WORK REQUIRED – What is the count of lines in the material below that hold "bronco"? Answer with only that number.

DATA RECORDS –
'''
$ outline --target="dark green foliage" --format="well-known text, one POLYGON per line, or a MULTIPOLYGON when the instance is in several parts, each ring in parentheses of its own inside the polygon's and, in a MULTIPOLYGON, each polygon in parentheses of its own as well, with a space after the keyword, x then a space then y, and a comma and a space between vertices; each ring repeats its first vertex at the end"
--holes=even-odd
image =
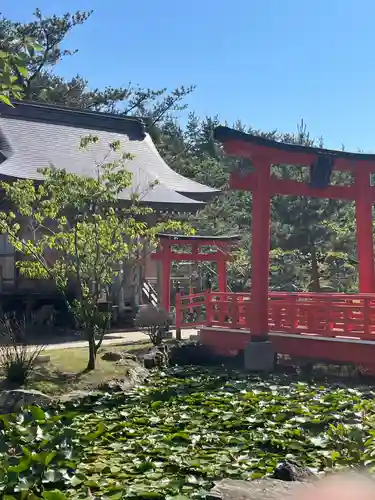
POLYGON ((194 499, 216 479, 271 475, 285 460, 372 470, 373 397, 369 388, 169 369, 125 396, 0 417, 1 495, 194 499))

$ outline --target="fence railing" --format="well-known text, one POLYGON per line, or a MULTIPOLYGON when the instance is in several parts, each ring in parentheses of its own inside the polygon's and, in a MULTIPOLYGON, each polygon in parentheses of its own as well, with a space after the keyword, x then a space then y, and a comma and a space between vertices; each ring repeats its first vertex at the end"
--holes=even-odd
MULTIPOLYGON (((176 329, 216 326, 251 332, 249 293, 176 296, 176 329)), ((375 294, 270 292, 269 332, 375 340, 375 294)))

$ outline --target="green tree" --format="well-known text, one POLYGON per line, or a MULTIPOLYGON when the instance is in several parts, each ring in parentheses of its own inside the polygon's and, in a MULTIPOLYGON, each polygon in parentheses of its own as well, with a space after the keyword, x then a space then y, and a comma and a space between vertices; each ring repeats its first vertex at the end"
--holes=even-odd
MULTIPOLYGON (((81 147, 97 142, 90 136, 81 147)), ((95 368, 110 319, 100 309, 101 298, 108 297, 123 264, 135 263, 144 246, 156 241, 157 232, 186 230, 186 225, 168 220, 149 225, 152 210, 140 205, 142 193, 130 205, 121 202, 120 194, 132 179, 125 168, 129 155, 120 148, 118 142, 109 145, 108 158, 116 159, 98 164, 93 178, 51 167, 42 171, 44 182, 39 185, 30 180, 1 183, 13 210, 0 213, 0 230, 24 256, 17 262, 21 273, 52 280, 65 297, 68 285, 75 285, 75 300, 66 300, 89 344, 88 370, 95 368)))
MULTIPOLYGON (((297 133, 281 137, 285 142, 324 147, 312 140, 301 122, 297 133)), ((273 168, 276 177, 309 182, 308 170, 290 165, 273 168)), ((334 172, 333 184, 350 183, 348 173, 334 172)), ((275 196, 272 200, 272 278, 274 288, 320 292, 352 289, 355 270, 353 204, 326 198, 275 196), (343 265, 343 259, 345 265, 343 265), (341 277, 340 277, 341 273, 341 277), (345 287, 343 289, 343 287, 345 287)))
POLYGON ((12 106, 11 99, 24 97, 23 81, 28 78, 28 63, 39 46, 28 37, 0 36, 0 101, 12 106))

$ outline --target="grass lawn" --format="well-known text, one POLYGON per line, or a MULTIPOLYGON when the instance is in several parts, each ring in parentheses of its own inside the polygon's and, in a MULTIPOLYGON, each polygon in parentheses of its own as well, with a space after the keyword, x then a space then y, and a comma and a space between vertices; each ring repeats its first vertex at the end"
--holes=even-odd
POLYGON ((103 382, 126 377, 126 362, 115 363, 102 360, 102 355, 108 351, 137 354, 149 349, 151 344, 146 342, 132 345, 103 346, 97 357, 97 367, 94 371, 85 373, 88 359, 88 349, 65 348, 51 349, 41 353, 48 356, 50 361, 36 367, 35 373, 27 384, 27 388, 36 389, 46 394, 62 394, 70 391, 89 390, 103 382))

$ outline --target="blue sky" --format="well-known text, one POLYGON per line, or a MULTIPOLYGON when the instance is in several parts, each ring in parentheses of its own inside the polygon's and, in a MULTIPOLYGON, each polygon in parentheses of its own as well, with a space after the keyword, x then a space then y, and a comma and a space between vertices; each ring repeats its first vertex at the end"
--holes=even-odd
POLYGON ((199 115, 375 151, 374 0, 1 0, 14 20, 94 9, 59 73, 91 86, 197 85, 199 115), (53 5, 53 6, 51 6, 53 5))

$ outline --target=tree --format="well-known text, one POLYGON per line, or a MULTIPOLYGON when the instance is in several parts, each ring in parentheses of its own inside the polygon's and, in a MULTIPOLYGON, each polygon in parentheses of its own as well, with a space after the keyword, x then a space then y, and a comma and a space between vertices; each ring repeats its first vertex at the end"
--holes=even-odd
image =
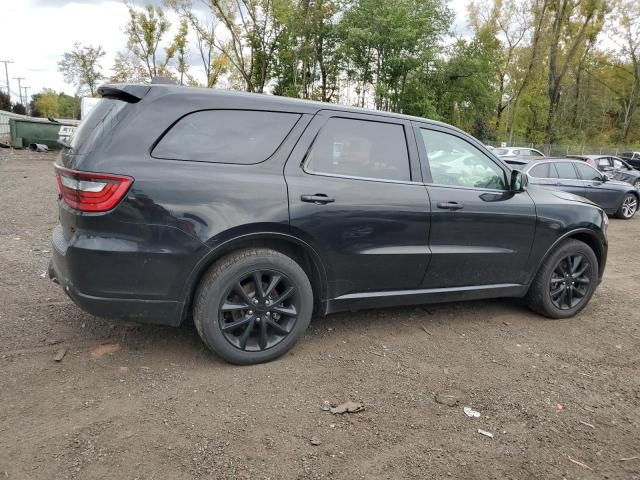
POLYGON ((70 96, 65 93, 58 95, 58 105, 60 118, 80 119, 80 103, 81 99, 78 96, 70 96))
POLYGON ((129 4, 128 9, 129 22, 126 26, 128 47, 131 53, 146 66, 147 79, 151 81, 153 77, 166 74, 166 66, 171 60, 168 51, 164 60, 158 57, 160 42, 171 27, 171 23, 159 6, 147 4, 144 9, 138 10, 129 4))
POLYGON ((100 59, 104 56, 102 46, 83 46, 76 42, 73 50, 62 55, 58 71, 65 82, 76 86, 78 93, 89 93, 93 97, 98 83, 104 78, 100 66, 100 59))
POLYGON ((27 109, 25 108, 24 105, 22 105, 21 103, 16 103, 13 108, 11 109, 11 111, 13 113, 17 113, 19 115, 26 115, 27 114, 27 109))
POLYGON ((343 28, 360 106, 371 86, 376 108, 397 111, 409 72, 434 59, 451 19, 440 0, 356 0, 343 28))
POLYGON ((184 76, 189 69, 187 65, 187 34, 189 33, 189 24, 186 19, 180 21, 180 28, 173 42, 167 49, 167 58, 176 57, 178 65, 176 69, 180 74, 180 85, 184 85, 184 76))
POLYGON ((0 110, 11 111, 11 98, 4 92, 0 92, 0 110))
POLYGON ((149 72, 140 60, 131 55, 118 52, 111 67, 111 83, 144 83, 149 80, 149 72))
POLYGON ((45 88, 35 101, 35 106, 44 117, 58 117, 60 115, 60 102, 56 92, 45 88))
POLYGON ((549 81, 547 95, 549 108, 545 127, 545 143, 556 138, 555 120, 560 103, 560 93, 565 75, 578 51, 584 48, 589 37, 595 37, 602 29, 606 2, 602 0, 550 0, 548 38, 549 81))
POLYGON ((242 78, 245 90, 263 93, 271 79, 271 67, 283 21, 290 13, 288 0, 210 0, 209 8, 226 29, 226 40, 215 39, 215 48, 242 78))
POLYGON ((634 113, 640 103, 640 3, 624 0, 618 5, 618 32, 623 38, 621 54, 631 67, 631 88, 624 109, 622 141, 627 142, 634 113))

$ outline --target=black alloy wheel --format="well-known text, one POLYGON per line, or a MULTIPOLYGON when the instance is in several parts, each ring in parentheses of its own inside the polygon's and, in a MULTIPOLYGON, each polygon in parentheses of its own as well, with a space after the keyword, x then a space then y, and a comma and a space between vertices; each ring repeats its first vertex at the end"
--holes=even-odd
POLYGON ((570 310, 584 300, 590 290, 591 264, 577 253, 562 258, 551 273, 549 296, 560 310, 570 310))
POLYGON ((299 298, 283 273, 258 270, 243 275, 223 296, 218 321, 224 337, 248 352, 282 342, 298 320, 299 298))

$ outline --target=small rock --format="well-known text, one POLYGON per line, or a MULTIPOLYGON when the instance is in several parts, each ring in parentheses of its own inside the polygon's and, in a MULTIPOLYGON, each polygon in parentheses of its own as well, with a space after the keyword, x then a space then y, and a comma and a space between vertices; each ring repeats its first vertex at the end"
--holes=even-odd
POLYGON ((322 406, 320 407, 320 409, 324 412, 328 412, 329 410, 331 410, 331 403, 329 403, 328 400, 325 400, 324 402, 322 402, 322 406))
POLYGON ((362 405, 361 403, 355 403, 355 402, 344 402, 340 405, 338 405, 337 407, 331 408, 330 412, 335 414, 342 414, 342 413, 358 413, 361 412, 362 410, 364 410, 364 405, 362 405))
POLYGON ((447 407, 455 407, 460 403, 460 396, 456 393, 440 392, 435 396, 437 403, 446 405, 447 407))
POLYGON ((311 443, 311 445, 318 446, 318 445, 320 445, 322 442, 321 442, 319 439, 317 439, 316 437, 311 437, 311 440, 309 440, 309 443, 311 443))
POLYGON ((53 357, 53 360, 56 361, 56 362, 61 362, 66 353, 67 353, 67 349, 66 348, 61 348, 60 350, 58 350, 56 352, 56 354, 53 357))

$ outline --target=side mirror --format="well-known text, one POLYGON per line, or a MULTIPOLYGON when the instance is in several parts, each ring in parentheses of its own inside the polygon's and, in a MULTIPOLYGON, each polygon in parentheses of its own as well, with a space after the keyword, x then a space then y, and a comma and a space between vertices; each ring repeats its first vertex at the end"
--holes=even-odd
POLYGON ((602 174, 602 182, 603 182, 603 183, 604 183, 604 182, 608 182, 609 180, 611 180, 611 179, 609 178, 609 175, 607 175, 606 173, 603 173, 603 174, 602 174))
POLYGON ((513 193, 524 192, 527 189, 527 184, 529 183, 529 177, 526 173, 522 173, 519 170, 511 171, 511 191, 513 193))

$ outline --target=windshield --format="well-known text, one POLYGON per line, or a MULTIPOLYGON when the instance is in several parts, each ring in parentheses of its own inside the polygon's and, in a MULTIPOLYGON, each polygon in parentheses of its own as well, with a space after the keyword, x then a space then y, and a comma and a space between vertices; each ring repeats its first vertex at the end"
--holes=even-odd
POLYGON ((93 150, 96 140, 111 133, 122 119, 126 105, 127 102, 114 98, 100 100, 71 137, 69 148, 72 152, 80 154, 93 150))

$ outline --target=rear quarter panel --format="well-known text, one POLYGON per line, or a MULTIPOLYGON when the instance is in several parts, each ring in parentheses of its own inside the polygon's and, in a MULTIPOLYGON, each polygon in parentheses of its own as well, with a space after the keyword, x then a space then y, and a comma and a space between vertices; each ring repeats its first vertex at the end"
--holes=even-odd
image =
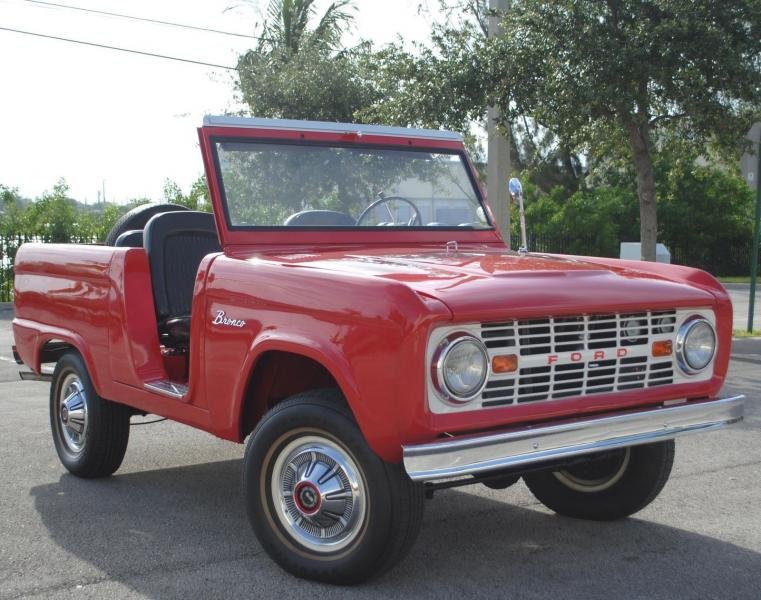
POLYGON ((24 244, 14 265, 18 352, 35 371, 50 339, 71 343, 90 367, 99 393, 109 373, 109 268, 113 248, 24 244), (44 325, 44 327, 40 327, 44 325))

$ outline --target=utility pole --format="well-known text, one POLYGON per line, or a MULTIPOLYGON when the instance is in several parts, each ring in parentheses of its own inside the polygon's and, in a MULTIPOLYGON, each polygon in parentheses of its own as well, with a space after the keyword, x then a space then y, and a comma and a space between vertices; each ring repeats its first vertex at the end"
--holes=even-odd
MULTIPOLYGON (((489 37, 502 34, 502 15, 507 11, 508 0, 489 0, 489 37)), ((497 130, 501 120, 496 106, 489 107, 486 114, 486 127, 489 136, 488 169, 486 189, 497 227, 505 243, 510 246, 510 199, 507 193, 507 180, 510 177, 510 144, 508 139, 497 130)))
POLYGON ((753 333, 753 315, 756 309, 756 280, 758 278, 758 246, 761 241, 761 125, 756 144, 756 218, 753 221, 753 244, 750 247, 750 298, 748 301, 748 333, 753 333))

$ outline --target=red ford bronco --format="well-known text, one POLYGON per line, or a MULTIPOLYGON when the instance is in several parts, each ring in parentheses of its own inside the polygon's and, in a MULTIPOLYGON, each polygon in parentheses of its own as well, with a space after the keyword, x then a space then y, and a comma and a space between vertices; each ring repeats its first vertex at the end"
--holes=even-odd
POLYGON ((135 414, 248 438, 262 546, 352 583, 404 555, 438 489, 522 477, 617 519, 661 491, 675 437, 742 418, 717 397, 722 286, 510 251, 459 135, 207 117, 199 137, 213 214, 140 206, 106 245, 16 257, 15 356, 51 380, 73 474, 116 471, 135 414))

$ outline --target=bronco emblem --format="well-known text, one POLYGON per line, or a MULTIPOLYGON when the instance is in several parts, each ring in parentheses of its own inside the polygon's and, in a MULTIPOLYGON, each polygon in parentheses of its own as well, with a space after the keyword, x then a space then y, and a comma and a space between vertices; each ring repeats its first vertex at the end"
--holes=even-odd
POLYGON ((231 325, 232 327, 243 327, 246 322, 243 319, 233 319, 225 315, 225 311, 218 310, 217 316, 212 321, 214 325, 231 325))

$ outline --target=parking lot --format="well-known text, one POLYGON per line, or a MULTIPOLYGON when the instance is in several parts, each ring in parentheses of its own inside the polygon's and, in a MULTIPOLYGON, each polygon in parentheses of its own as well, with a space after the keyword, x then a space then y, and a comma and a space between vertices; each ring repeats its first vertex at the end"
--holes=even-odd
POLYGON ((735 344, 725 392, 744 423, 677 443, 664 492, 634 518, 561 518, 522 483, 437 493, 407 559, 359 588, 279 570, 250 531, 242 446, 136 426, 114 477, 64 471, 48 385, 20 382, 0 319, 0 598, 761 597, 761 341, 735 344))

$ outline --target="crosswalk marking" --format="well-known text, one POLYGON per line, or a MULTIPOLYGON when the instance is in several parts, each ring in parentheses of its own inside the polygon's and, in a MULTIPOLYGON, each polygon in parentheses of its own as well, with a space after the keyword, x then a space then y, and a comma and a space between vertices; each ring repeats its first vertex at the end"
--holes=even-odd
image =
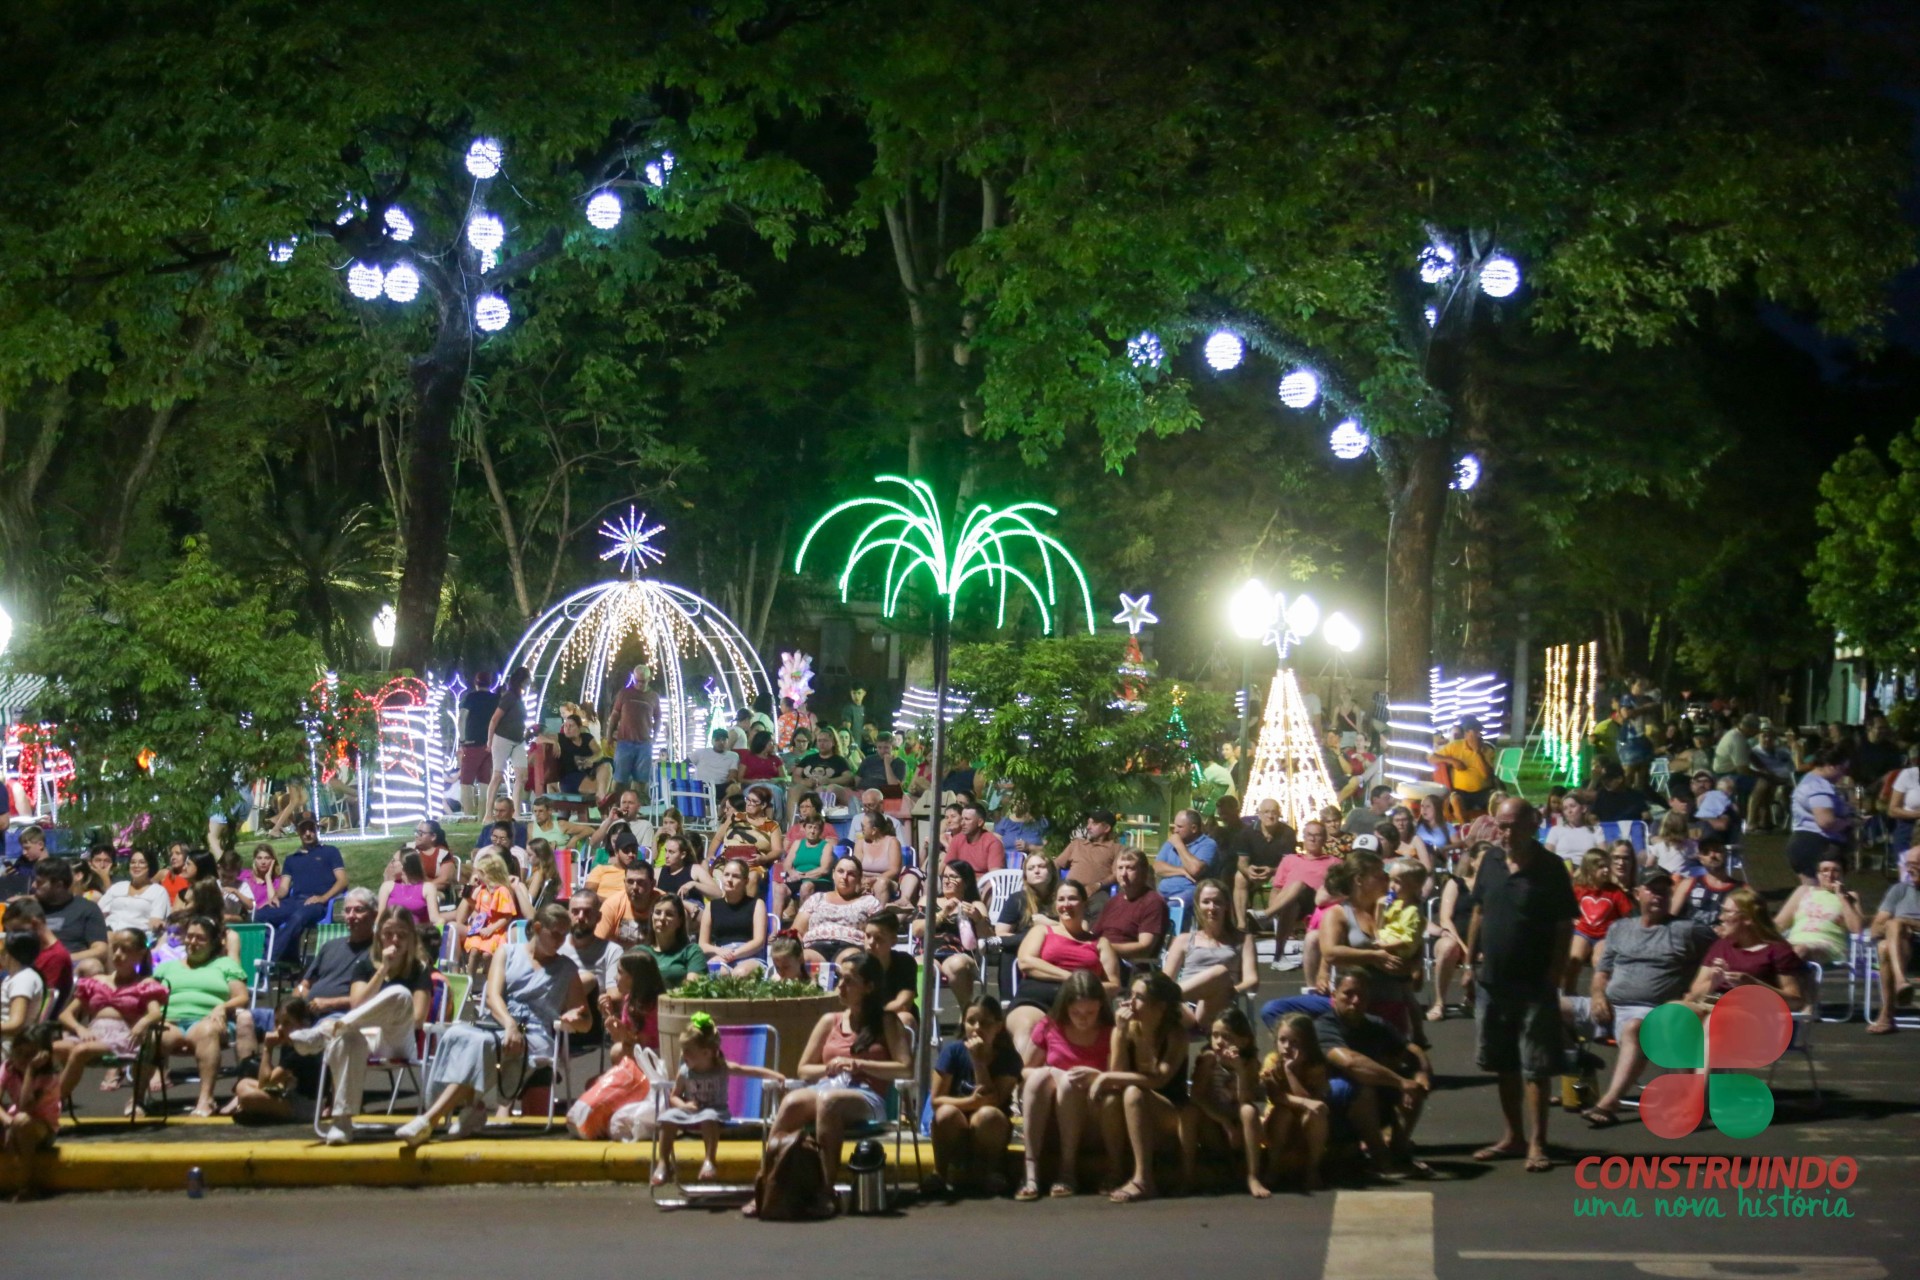
POLYGON ((1433 1193, 1342 1191, 1333 1202, 1325 1280, 1435 1280, 1433 1193))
'''
ANSWER FOR THIS EXERCISE – 2